Given request:
Return each line of the data below that contains the string "firefighter".

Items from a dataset
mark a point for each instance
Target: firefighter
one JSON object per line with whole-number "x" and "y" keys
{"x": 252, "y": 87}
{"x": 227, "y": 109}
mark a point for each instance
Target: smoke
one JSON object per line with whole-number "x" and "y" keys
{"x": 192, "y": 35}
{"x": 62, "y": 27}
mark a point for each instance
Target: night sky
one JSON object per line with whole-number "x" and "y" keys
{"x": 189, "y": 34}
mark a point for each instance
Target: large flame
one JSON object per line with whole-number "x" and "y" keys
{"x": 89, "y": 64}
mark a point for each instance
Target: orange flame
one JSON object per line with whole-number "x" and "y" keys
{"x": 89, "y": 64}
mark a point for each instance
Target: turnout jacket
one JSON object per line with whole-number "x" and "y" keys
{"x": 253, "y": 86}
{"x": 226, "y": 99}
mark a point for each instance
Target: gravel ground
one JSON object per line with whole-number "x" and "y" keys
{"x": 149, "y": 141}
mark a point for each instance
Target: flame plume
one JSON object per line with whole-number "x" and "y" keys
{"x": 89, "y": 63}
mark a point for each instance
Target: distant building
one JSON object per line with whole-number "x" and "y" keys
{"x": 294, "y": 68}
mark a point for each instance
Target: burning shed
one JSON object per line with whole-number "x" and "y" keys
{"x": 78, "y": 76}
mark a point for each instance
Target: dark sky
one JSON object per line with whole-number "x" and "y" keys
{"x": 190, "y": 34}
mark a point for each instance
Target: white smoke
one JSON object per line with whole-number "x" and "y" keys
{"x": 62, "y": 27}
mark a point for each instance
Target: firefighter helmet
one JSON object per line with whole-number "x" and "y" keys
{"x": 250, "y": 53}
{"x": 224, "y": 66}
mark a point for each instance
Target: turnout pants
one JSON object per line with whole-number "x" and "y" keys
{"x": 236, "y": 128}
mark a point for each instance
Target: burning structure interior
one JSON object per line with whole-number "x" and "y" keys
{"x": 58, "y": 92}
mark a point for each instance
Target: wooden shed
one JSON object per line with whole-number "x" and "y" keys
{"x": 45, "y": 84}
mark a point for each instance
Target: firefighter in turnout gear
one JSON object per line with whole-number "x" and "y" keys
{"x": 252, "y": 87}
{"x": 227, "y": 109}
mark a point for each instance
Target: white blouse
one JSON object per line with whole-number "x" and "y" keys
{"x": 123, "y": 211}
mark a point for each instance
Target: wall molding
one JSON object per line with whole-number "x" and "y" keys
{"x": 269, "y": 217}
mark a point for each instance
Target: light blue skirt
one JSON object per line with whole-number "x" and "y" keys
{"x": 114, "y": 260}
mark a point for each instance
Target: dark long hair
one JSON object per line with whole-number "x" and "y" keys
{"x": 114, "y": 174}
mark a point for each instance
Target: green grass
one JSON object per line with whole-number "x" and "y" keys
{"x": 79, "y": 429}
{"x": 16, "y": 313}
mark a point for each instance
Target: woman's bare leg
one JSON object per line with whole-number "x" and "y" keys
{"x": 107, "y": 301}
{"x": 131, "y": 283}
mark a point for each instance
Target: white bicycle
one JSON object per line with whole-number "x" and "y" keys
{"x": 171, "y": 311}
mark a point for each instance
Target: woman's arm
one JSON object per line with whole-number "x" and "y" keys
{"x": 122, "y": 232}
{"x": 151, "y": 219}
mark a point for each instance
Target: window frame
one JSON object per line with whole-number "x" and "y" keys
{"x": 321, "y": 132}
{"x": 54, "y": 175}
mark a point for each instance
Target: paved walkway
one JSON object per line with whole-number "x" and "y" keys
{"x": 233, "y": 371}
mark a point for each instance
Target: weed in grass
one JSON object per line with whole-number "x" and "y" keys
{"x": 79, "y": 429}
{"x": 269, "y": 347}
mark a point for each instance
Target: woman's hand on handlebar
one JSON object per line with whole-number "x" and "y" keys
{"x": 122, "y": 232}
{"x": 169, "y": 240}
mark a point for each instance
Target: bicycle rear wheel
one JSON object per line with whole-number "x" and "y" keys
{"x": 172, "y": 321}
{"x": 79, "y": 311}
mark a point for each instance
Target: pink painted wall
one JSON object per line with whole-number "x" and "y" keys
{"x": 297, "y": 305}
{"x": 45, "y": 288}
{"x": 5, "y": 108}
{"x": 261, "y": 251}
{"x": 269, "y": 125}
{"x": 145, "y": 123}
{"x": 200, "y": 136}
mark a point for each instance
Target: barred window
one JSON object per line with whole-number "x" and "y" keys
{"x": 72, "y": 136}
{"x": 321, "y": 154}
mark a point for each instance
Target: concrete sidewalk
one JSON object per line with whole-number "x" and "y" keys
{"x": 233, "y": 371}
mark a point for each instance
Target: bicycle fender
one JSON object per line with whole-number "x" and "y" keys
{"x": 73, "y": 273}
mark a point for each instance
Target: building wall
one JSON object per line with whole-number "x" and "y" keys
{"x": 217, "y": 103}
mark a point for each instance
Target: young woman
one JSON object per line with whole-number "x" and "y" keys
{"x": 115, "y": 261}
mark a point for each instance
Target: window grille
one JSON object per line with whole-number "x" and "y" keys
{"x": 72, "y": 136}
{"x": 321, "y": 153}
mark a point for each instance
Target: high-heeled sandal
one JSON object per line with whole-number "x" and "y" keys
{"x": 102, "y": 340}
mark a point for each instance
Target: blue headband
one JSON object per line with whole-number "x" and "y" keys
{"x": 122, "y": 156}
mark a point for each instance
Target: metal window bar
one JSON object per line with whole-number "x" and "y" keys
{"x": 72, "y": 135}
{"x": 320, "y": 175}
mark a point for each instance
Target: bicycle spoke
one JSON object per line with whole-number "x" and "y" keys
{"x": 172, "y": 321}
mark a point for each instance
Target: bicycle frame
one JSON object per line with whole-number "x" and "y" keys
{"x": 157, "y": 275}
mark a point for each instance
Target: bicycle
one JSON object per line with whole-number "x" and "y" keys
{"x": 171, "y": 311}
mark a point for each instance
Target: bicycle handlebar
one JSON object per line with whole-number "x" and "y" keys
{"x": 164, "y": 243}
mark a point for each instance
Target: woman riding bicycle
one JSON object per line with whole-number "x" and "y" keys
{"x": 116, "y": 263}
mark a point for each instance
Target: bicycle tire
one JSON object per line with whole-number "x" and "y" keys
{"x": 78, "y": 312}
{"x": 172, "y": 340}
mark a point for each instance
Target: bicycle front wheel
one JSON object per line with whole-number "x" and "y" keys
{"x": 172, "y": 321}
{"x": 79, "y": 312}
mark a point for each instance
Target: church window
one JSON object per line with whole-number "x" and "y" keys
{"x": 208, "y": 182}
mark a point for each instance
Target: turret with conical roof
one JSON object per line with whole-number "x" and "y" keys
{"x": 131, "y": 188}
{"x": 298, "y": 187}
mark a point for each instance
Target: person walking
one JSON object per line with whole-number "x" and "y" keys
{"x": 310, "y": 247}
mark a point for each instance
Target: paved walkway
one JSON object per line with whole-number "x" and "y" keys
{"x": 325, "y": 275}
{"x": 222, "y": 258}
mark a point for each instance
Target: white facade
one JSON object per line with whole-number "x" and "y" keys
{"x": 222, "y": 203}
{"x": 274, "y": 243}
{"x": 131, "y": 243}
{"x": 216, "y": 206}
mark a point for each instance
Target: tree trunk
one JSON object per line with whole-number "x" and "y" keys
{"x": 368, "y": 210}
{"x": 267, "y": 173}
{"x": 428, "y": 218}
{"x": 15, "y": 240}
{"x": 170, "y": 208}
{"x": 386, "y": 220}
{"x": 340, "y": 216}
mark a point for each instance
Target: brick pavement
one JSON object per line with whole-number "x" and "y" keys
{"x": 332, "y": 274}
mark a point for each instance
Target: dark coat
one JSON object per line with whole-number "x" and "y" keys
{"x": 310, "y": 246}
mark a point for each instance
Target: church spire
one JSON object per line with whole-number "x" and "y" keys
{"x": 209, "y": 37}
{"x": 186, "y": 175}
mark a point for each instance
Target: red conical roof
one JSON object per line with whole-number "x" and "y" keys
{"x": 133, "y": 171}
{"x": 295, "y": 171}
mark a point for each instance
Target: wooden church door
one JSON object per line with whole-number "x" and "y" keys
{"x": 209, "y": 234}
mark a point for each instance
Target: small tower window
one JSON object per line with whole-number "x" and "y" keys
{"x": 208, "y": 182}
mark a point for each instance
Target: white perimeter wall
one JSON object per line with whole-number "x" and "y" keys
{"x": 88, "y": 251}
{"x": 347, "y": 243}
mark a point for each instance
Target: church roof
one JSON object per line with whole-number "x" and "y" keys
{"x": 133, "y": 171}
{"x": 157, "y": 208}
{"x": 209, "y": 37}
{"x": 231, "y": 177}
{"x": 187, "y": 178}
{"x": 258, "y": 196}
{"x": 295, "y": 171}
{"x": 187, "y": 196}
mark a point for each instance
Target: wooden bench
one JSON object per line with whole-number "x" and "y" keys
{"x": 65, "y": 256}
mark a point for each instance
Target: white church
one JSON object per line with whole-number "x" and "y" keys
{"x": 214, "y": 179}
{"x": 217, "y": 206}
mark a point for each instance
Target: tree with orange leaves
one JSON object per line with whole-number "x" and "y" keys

Problem solution:
Target: firefighter
Target: firefighter helmet
Target: firefighter in turnout gear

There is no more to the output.